Short exercise 1
From the open records decision, return the part starting at "Mr. Harmon indicated" and ending at "the City Commission.", copied word for word.
Short exercise 2
In the open records decision, on what date did Mr. McCracken ask the City for copies of Chief Brown's notes?
Short exercise 3
Continue the open records decision from the point where it stops.

Provided passage

Opinion By: Albert B. Chandler III, Attorney General; Amye L. Bensenhaver, Assistant Attorney General

Open Records Decision

The question presented in this appeal is whether the City of Bowling Green violated the Open Records Act in denying John H. McCracken's request for records relating to his client, Robert Settle, and two other individuals, Robert Sanborn and Oscar Cherry. For the reasons that follow, we find that the City's denial of Mr. McCracken's request was only partially consistent with the Open Records Act.

On July 15, 1998, Mr. McCracken asked that the City furnish him with copies of notes written by Chief Gary Brown which were "used in evaluating the candidates for [the] Deputy Chief position" for which Mr. Settle had applied but been rejected. In a response dated July 24, 1998, Bowling Green City Attorney H. Eugene Harmon denied Mr. McCracken's request. Relying on KRS 61.878(1)(i) and (j), Mr. Harmon argued that "any notes maintained and written by Chief Brown are preliminary notes, memoranda and recommendations that are not subject to the Open Records Act. " This appeal followed.

In a supplemental response dated December 10, 1998, Mr. Harmon elaborated on the City's position. He described the sequence of events leading up to Mr. McCracken's open records request.

Several months ago the City of Bowling Green took applications for the position of Deputy Fire Chief. Three individuals passed the required test and their names were provided to the Fire Chief in order to make a recommendation to the City Manager of the City of Bowling Green. The City Manager can then either accept or reject that recommendation and if accepted, forward it to the City Commission for approval. Robert Settle was one of three persons passing the required test whose name was submitted to Fire Chief Gary Brown.

Mr. Harmon indicated that at a grievance hearing Chief Brown disclosed that in the process of making his recommendation, he made written notes in which he identified "the strengths and weaknesses of each of the three candidates. " Those handwritten notes:

were never made a part of his recommendation to the City Manager, nor were those handwritten notes provided to the City Commission, nor were those handwritten notes ever a part of the final decision of the City Commission.

Extracted material
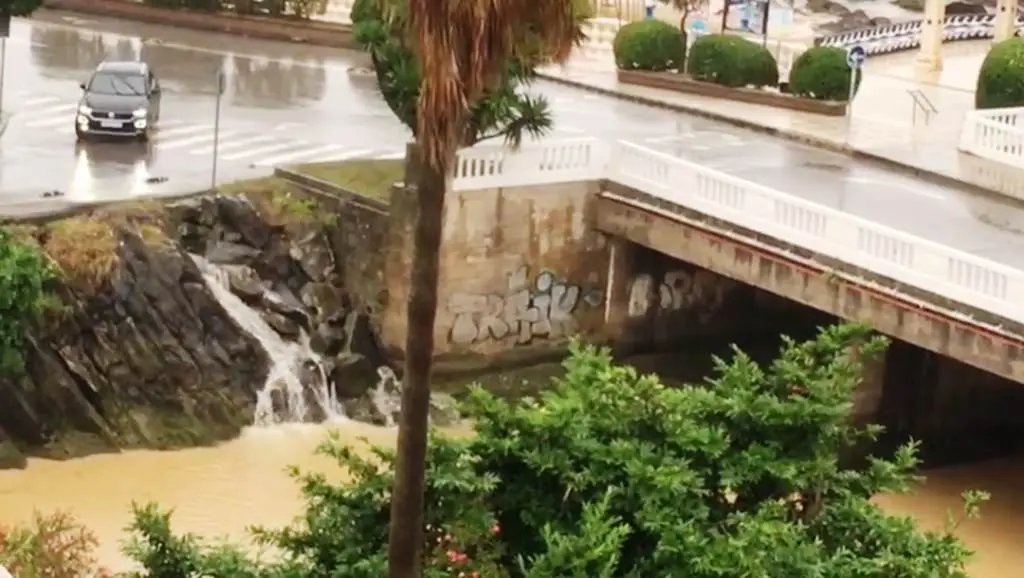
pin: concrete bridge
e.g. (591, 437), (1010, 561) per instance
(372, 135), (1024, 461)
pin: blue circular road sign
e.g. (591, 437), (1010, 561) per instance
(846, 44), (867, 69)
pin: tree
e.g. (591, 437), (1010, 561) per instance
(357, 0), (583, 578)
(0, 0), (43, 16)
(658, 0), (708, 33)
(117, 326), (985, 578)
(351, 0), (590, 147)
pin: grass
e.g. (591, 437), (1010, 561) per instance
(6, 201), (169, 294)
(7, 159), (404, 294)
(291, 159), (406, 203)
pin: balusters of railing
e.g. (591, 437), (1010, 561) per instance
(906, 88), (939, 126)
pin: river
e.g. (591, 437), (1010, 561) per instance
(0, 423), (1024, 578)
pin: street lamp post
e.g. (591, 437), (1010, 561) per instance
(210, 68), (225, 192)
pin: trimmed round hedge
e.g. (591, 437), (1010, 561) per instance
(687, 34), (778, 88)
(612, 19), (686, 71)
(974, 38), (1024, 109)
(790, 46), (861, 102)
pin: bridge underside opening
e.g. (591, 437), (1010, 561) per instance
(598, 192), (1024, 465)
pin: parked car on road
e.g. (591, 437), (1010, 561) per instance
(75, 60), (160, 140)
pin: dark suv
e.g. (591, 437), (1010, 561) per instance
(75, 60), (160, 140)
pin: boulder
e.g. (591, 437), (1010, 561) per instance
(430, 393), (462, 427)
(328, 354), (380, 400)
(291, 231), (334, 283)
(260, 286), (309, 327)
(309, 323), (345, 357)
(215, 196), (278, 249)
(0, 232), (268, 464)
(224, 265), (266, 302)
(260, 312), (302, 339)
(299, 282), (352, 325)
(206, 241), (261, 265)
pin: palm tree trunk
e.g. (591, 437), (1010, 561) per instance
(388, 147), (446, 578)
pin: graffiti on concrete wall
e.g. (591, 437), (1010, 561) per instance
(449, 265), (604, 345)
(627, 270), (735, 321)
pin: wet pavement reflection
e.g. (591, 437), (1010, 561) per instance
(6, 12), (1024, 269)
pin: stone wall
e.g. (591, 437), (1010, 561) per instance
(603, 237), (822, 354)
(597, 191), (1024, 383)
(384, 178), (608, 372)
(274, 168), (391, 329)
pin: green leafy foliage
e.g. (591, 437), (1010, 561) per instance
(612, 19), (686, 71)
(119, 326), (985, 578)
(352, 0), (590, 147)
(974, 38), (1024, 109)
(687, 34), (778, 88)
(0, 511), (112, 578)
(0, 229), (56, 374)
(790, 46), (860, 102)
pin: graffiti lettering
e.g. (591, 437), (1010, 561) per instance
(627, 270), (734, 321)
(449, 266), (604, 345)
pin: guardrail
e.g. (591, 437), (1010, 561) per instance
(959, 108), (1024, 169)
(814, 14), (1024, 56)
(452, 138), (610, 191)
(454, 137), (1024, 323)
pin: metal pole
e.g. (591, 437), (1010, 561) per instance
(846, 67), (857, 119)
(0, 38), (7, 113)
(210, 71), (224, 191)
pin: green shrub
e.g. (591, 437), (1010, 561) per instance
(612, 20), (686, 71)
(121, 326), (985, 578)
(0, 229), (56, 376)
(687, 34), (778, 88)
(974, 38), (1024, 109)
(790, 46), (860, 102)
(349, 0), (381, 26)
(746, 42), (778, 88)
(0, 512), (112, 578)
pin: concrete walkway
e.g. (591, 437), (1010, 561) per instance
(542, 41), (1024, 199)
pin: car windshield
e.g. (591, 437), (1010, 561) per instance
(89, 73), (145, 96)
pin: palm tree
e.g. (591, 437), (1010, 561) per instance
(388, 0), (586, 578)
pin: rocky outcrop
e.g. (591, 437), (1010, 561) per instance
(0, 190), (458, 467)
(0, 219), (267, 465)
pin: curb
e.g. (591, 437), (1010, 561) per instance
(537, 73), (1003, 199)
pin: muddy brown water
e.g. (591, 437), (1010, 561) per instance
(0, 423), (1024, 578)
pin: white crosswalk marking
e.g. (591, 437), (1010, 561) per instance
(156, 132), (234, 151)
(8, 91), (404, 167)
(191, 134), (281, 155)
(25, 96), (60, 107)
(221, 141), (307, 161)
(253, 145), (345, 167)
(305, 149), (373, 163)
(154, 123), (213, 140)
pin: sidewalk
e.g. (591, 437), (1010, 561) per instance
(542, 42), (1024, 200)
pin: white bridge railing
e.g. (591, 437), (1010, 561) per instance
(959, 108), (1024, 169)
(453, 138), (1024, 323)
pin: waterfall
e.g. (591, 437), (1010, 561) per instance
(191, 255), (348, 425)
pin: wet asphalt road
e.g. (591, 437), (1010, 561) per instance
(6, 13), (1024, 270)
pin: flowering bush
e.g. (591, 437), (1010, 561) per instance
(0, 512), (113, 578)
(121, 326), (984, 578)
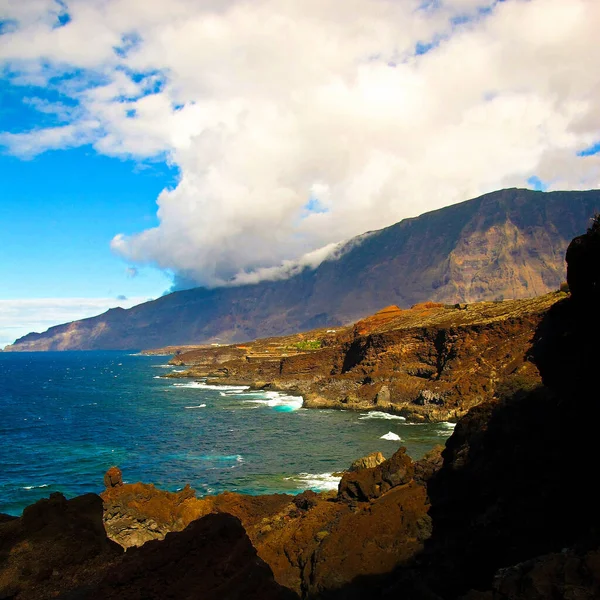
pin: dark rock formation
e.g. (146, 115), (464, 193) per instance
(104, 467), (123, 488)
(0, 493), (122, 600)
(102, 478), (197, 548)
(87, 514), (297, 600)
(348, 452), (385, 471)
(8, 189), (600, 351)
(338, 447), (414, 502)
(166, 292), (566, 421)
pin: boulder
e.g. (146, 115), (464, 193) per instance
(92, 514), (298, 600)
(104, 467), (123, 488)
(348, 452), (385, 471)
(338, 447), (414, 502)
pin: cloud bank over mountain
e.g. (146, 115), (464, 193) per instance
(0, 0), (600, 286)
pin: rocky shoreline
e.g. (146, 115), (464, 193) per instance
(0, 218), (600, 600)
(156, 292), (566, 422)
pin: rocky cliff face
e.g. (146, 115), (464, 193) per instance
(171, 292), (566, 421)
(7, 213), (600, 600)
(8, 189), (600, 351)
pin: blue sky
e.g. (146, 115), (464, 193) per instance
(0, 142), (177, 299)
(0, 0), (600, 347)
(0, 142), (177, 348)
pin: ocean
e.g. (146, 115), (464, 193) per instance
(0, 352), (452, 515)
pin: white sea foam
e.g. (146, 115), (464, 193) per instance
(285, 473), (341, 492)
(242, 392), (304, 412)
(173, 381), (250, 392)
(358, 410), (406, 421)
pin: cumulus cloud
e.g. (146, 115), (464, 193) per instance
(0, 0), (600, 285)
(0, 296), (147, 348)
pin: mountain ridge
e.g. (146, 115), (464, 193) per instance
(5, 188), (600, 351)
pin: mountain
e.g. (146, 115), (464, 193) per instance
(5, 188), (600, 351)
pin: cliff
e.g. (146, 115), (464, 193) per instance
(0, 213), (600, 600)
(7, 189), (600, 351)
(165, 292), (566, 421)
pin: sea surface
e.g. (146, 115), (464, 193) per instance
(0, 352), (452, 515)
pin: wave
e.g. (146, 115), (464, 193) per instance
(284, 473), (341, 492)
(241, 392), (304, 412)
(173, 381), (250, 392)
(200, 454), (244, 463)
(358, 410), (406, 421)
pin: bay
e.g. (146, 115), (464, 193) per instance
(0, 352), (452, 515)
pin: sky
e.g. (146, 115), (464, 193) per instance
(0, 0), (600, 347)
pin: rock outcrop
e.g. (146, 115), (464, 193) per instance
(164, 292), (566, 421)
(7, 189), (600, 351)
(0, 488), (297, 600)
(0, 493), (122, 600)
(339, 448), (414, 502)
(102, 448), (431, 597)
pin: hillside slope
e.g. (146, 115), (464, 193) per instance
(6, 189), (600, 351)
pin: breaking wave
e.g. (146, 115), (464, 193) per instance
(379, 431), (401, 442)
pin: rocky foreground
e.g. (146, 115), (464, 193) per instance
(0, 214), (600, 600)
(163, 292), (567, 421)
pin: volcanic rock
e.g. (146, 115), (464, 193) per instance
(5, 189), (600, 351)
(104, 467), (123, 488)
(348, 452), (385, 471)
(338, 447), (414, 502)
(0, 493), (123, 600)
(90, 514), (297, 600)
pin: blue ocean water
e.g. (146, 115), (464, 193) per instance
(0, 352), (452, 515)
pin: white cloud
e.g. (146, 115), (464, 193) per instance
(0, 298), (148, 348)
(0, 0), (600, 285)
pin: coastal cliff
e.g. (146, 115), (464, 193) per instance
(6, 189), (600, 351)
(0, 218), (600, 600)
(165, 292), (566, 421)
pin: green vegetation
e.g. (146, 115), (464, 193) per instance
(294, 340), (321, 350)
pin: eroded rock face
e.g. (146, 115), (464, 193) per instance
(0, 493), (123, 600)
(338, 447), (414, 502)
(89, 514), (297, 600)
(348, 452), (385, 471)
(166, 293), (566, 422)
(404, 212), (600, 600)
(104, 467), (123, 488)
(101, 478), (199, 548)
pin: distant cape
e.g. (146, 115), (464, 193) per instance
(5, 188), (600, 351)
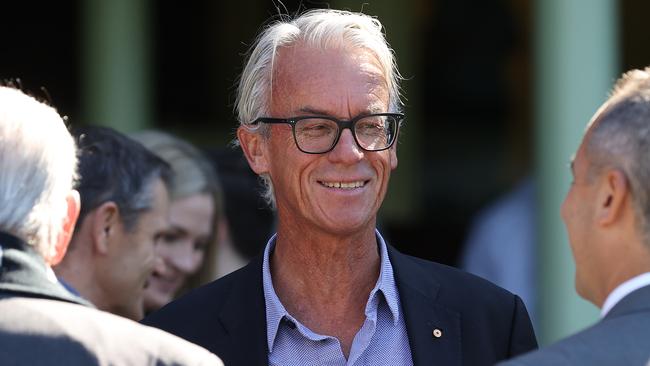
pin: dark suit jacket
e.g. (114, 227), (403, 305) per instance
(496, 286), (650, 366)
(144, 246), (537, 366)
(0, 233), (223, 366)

...

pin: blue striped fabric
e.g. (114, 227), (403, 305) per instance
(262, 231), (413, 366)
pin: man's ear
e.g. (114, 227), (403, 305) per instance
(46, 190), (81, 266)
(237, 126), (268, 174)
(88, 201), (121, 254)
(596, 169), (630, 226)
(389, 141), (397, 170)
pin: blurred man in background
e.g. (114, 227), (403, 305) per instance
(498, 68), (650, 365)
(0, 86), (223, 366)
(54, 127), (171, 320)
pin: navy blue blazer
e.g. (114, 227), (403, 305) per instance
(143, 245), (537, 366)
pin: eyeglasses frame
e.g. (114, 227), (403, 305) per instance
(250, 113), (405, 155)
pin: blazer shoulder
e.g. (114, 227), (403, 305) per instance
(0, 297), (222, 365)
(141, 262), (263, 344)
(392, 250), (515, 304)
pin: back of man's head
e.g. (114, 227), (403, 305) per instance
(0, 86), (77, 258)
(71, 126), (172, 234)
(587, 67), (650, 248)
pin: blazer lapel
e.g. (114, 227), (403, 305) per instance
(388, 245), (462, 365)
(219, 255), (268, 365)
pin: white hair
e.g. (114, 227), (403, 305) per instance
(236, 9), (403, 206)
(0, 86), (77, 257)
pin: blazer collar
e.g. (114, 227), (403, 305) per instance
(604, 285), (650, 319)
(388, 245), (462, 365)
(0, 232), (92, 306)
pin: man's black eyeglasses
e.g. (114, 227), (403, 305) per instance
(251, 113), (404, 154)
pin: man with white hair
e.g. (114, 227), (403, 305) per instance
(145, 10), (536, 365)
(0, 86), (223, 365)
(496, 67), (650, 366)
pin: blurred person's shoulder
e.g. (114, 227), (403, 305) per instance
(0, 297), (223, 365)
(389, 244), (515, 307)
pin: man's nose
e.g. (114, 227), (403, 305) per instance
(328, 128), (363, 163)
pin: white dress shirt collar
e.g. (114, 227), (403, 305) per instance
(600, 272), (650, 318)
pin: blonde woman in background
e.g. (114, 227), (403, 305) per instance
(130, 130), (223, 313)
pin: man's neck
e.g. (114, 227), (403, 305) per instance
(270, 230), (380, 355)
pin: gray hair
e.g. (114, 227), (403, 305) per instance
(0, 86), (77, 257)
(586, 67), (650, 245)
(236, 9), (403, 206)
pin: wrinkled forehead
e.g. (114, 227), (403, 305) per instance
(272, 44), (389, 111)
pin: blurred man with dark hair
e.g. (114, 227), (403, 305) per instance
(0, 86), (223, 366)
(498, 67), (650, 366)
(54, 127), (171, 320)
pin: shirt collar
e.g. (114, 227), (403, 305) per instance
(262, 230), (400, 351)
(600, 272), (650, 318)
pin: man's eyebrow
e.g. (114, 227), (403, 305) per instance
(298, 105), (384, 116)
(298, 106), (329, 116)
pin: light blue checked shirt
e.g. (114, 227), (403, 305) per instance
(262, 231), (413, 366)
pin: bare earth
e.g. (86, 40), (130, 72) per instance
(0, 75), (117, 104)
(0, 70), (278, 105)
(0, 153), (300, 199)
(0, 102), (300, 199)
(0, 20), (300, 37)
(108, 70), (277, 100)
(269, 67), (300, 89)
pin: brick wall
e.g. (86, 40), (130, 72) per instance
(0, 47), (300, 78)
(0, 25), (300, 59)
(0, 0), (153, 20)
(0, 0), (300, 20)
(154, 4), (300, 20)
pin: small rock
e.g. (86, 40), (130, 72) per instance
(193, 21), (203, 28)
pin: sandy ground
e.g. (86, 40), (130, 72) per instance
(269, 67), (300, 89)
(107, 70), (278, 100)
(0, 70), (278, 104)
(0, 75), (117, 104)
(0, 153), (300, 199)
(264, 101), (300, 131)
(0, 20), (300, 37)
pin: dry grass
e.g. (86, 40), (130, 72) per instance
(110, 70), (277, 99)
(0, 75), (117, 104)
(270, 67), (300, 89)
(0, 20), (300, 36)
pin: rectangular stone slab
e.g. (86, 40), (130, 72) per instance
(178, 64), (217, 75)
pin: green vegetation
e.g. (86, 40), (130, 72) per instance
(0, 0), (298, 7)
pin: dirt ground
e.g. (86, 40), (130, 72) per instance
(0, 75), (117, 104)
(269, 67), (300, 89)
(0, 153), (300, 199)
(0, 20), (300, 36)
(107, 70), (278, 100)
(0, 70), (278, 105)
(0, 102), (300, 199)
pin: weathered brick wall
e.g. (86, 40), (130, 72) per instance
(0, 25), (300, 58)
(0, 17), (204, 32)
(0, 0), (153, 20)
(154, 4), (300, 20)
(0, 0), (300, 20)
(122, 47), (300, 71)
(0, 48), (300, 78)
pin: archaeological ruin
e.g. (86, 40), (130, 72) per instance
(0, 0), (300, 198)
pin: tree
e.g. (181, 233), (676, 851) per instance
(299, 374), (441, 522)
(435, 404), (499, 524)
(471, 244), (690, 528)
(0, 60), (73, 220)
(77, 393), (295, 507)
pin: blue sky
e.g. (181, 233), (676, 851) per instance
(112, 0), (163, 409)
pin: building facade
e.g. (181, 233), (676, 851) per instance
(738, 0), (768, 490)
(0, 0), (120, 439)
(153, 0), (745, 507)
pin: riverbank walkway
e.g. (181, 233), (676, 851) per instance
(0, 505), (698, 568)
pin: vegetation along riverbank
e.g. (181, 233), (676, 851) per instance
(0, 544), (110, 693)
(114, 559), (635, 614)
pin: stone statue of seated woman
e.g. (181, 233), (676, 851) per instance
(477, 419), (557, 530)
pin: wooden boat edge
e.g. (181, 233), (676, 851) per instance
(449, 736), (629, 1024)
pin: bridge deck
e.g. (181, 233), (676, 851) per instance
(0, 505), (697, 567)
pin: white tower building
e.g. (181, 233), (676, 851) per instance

Exercise response 1
Mr. Harmon indicated that at a grievance hearing Chief Brown disclosed that in the process of making his recommendation, he made written notes in which he identified "the strengths and weaknesses of each of the three candidates. " Those handwritten notes:

were never made a part of his recommendation to the City Manager, nor were those handwritten notes provided to the City Commission, nor were those handwritten notes ever a part of the final decision of the City Commission.

Exercise response 2
July 15, 1998

Exercise response 3
The City questions whether Chief Brown's handwritten notes "are in fact public records at all," and urges this office to "recognize the chilling effect of requiring public employee supervisors to be required to disclose even handwritten notes they may have used during the personnel process."

It is the opinion of this office that although KRS 61.878(1)(i) and (j) have generally been construed to authorize the nondisclosure of preliminary notes used in formulating a formal recommendation, but not incorporated into final agency action, such notes must be disclosed if they are requested by a public agency employee and relate to him. On this issue, KRS 61.878(3) is controlling.

Among the public records which are excluded from the mandatory disclosure provisions of the Open Records Act are:

Preliminary drafts, notes, correspondence with private individuals other than correspondence which is intended to give notice of final action of a public agency.

Preliminary recommendations, and preliminary memoranda in which opinions are expressed or policies formulated or recommended.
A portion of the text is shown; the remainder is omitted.